DOCUMENT SEGMENT.

□ □ □

Beautiful Future is the ninth studio album by Scottish rock band Primal Scream. It was released on 21 July 2008 by B-Unique Records. It peaked at number 9 on the UK Albums Chart. It was promoted with the single "Can't Go Back", and was produced by Björn Yttling and Paul Epworth.

According to the press release, "the album displays a heady mix of genre crunching taking in Philly soul, dark electro, accelerated rock'n'roll riffs and pure British pop, all given that particular Scream edge." The album features special guest appearances from Lovefoxxx (of Cansei de Ser Sexy), Josh Homme (of Queens of the Stone Age) and folk legend Linda Thompson. With the extended edition of Beautiful Future, as well as the album featuring two extra songs ("Urban Guerrilla", "Time of Assassins"), the album also includes the video for the single, "Can't Go Back".

It is the first album not to feature the guitarist Robert "Throb" Young, who left after the release of their previous album Riot City Blues in 2006 due to his retirement for personal reasons, and it is also the last studio album to feature the bassist Mani, who departed after Screamadelica Live in 2011, and then re-formed his past band The Stone Roses in the same year.

Critical reception

At Metacritic, which assigns a weighted average score out of 100 to reviews from mainstream critics, the album received an average score of 64, based on 13 reviews, indicating "generally favorable reviews".

□ □ □

REQUIREMENT A. Who produced the record described in the album article?
These entries are unrelated to the album article.

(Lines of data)
□ □ □

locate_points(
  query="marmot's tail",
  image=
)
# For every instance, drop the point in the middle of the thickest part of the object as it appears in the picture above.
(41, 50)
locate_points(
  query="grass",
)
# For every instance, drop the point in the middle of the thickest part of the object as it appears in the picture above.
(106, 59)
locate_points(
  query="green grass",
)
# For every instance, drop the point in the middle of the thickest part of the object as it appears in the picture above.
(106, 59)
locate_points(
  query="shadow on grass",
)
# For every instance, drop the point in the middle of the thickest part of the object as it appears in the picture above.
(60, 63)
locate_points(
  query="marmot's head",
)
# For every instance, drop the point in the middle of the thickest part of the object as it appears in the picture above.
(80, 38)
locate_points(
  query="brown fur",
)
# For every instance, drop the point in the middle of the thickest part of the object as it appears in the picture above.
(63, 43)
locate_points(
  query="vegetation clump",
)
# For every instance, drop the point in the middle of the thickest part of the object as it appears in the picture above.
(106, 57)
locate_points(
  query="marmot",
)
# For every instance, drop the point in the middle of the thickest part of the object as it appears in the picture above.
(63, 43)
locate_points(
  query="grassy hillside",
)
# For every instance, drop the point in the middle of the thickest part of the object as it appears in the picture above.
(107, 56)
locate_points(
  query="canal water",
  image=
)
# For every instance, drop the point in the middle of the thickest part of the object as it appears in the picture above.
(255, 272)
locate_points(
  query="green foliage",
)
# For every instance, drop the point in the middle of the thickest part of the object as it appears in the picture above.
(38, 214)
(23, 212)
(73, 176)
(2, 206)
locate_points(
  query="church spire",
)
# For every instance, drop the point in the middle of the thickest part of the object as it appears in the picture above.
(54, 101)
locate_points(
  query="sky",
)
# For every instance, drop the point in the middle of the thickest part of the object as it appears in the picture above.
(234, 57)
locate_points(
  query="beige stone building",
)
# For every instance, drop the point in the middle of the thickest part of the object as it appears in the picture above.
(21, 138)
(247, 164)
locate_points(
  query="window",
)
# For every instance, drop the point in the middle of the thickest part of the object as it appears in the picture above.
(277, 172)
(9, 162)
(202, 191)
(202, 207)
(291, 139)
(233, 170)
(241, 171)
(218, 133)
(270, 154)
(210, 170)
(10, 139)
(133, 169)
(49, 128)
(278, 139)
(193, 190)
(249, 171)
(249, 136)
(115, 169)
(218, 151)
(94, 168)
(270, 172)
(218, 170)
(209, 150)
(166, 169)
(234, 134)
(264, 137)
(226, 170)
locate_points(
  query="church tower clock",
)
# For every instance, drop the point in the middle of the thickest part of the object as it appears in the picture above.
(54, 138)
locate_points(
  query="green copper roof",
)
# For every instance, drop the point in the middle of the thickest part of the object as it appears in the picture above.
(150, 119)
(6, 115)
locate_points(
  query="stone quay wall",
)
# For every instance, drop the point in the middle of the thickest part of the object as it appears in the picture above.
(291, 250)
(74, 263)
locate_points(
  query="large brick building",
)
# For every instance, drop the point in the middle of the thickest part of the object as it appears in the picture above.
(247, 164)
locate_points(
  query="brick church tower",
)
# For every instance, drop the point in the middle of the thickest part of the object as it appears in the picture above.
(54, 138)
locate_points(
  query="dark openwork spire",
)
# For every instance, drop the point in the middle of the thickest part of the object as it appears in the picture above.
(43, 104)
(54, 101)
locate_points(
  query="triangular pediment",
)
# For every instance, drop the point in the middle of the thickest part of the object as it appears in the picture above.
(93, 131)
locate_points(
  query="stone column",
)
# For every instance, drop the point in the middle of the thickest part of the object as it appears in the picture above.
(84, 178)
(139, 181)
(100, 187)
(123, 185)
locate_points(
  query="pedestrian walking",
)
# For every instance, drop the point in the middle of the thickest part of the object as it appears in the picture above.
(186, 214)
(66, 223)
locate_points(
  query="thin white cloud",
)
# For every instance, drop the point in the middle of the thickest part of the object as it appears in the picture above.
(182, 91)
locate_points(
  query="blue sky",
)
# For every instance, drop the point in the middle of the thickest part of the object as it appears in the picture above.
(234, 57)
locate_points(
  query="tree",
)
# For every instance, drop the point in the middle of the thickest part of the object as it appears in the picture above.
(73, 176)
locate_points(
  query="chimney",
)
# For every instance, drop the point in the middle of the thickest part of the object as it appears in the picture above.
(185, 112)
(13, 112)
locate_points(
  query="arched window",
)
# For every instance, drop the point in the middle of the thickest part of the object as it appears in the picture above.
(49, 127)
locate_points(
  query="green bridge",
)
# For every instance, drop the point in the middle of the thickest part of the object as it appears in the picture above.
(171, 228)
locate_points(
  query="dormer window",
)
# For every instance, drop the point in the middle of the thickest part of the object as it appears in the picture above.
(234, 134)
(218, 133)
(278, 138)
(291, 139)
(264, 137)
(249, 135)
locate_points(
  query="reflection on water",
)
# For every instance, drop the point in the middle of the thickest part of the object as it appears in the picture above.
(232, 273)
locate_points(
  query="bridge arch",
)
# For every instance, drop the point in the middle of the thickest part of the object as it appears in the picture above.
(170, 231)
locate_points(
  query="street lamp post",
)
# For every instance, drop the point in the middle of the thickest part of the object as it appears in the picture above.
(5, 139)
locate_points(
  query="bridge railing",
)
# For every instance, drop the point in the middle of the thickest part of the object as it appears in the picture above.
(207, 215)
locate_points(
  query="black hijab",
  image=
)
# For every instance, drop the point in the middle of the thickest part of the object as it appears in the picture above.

□ □ □

REQUIREMENT B. Please filter the entries, keeping every line that contains the word "tower".

WRITTEN ANSWER A. Björn Yttling and Paul Epworth

WRITTEN ANSWER B.
  query="church tower clock",
  query="brick church tower",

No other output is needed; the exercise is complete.